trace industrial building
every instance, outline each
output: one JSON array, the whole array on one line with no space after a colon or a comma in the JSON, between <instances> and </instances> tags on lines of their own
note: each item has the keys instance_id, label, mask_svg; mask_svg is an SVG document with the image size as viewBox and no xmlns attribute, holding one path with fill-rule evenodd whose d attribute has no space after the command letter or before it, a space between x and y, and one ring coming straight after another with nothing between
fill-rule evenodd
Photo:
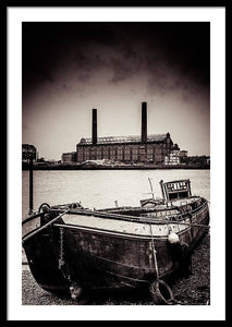
<instances>
[{"instance_id":1,"label":"industrial building","mask_svg":"<svg viewBox=\"0 0 232 327\"><path fill-rule=\"evenodd\" d=\"M147 135L147 102L142 102L142 132L139 136L97 135L97 109L93 109L91 138L82 138L76 145L76 161L108 159L125 164L164 164L172 150L170 133Z\"/></svg>"},{"instance_id":2,"label":"industrial building","mask_svg":"<svg viewBox=\"0 0 232 327\"><path fill-rule=\"evenodd\" d=\"M37 149L34 145L23 144L22 145L22 162L29 162L29 159L36 161L38 158Z\"/></svg>"}]
</instances>

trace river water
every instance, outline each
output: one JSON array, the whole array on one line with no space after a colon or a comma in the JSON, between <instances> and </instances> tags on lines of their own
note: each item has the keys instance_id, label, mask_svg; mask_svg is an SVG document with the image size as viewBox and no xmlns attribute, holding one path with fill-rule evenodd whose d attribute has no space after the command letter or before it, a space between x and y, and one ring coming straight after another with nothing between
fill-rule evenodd
<instances>
[{"instance_id":1,"label":"river water","mask_svg":"<svg viewBox=\"0 0 232 327\"><path fill-rule=\"evenodd\" d=\"M22 172L22 218L29 208L29 172ZM87 208L138 206L139 201L161 197L163 182L190 179L193 195L210 201L210 170L36 170L34 171L34 209L50 205L81 202Z\"/></svg>"}]
</instances>

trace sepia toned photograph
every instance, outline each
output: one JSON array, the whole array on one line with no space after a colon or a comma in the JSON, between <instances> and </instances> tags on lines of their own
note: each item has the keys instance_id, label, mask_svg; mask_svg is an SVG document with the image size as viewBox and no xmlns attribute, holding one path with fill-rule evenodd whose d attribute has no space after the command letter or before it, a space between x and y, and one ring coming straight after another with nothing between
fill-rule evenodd
<instances>
[{"instance_id":1,"label":"sepia toned photograph","mask_svg":"<svg viewBox=\"0 0 232 327\"><path fill-rule=\"evenodd\" d=\"M23 303L208 305L209 23L22 28Z\"/></svg>"},{"instance_id":2,"label":"sepia toned photograph","mask_svg":"<svg viewBox=\"0 0 232 327\"><path fill-rule=\"evenodd\" d=\"M23 311L212 302L213 25L117 17L21 23Z\"/></svg>"}]
</instances>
--------------------
- Exercise requirements
Can you give all the rows above again with "outline each" replaced by "mark each" everywhere, leaving everything else unchanged and the pictures out?

- Finished task
trace industrial building
every instance, mark each
output: one JSON array, the whole array on one line with no space after a colon or a comma in the JSON, between <instances> and </instances> tags on lines of their own
note: each item has the keys instance_id, label, mask_svg; mask_svg is an SVG document with the image size as viewBox and no xmlns attribute, holding one path with fill-rule evenodd whose d attribute has no space after the command letter or before it, a space between x and y, and one ring coming straight after another with nothing between
fill-rule evenodd
Photo:
<instances>
[{"instance_id":1,"label":"industrial building","mask_svg":"<svg viewBox=\"0 0 232 327\"><path fill-rule=\"evenodd\" d=\"M147 135L147 102L142 102L142 132L139 136L97 135L97 109L93 109L91 138L82 138L76 145L76 161L108 159L125 164L164 164L172 150L170 133Z\"/></svg>"},{"instance_id":2,"label":"industrial building","mask_svg":"<svg viewBox=\"0 0 232 327\"><path fill-rule=\"evenodd\" d=\"M37 149L34 145L23 144L22 145L22 162L29 162L29 159L36 161L38 158Z\"/></svg>"}]
</instances>

trace river water
every instance, mark each
output: one JSON array, the whole array on one line with no space after a colon or a comma in the JSON, between <instances> and </instances> tags on lines of their own
note: each item has the keys instance_id, label, mask_svg; mask_svg is an SVG document with the image size as viewBox and no xmlns attribute, holding one path with fill-rule evenodd whose d attribute has no space after the command letter or before it, a space between x and y, and one ring coming straight after another with nothing between
fill-rule evenodd
<instances>
[{"instance_id":1,"label":"river water","mask_svg":"<svg viewBox=\"0 0 232 327\"><path fill-rule=\"evenodd\" d=\"M22 172L22 218L29 208L29 172ZM87 208L138 206L139 201L161 197L163 182L190 179L193 195L210 201L210 170L36 170L34 171L34 209L50 205L81 202Z\"/></svg>"}]
</instances>

trace sepia toned photograph
every instance, mark each
output: one JSON array, the whole array on one line with no space after a colon or a comma in the JSON, between <instances> and </instances> tags on lines of their own
note: each item has the keys instance_id, label, mask_svg; mask_svg is an SVG document with the image size as viewBox and no xmlns attribute, holding one path with fill-rule evenodd whose d attribute has no space after the command letter or before it, a space between x and y, and one ring coming straight after another with nothing between
fill-rule evenodd
<instances>
[{"instance_id":1,"label":"sepia toned photograph","mask_svg":"<svg viewBox=\"0 0 232 327\"><path fill-rule=\"evenodd\" d=\"M23 303L208 305L209 23L22 28Z\"/></svg>"},{"instance_id":2,"label":"sepia toned photograph","mask_svg":"<svg viewBox=\"0 0 232 327\"><path fill-rule=\"evenodd\" d=\"M23 311L212 302L213 25L117 17L21 23Z\"/></svg>"}]
</instances>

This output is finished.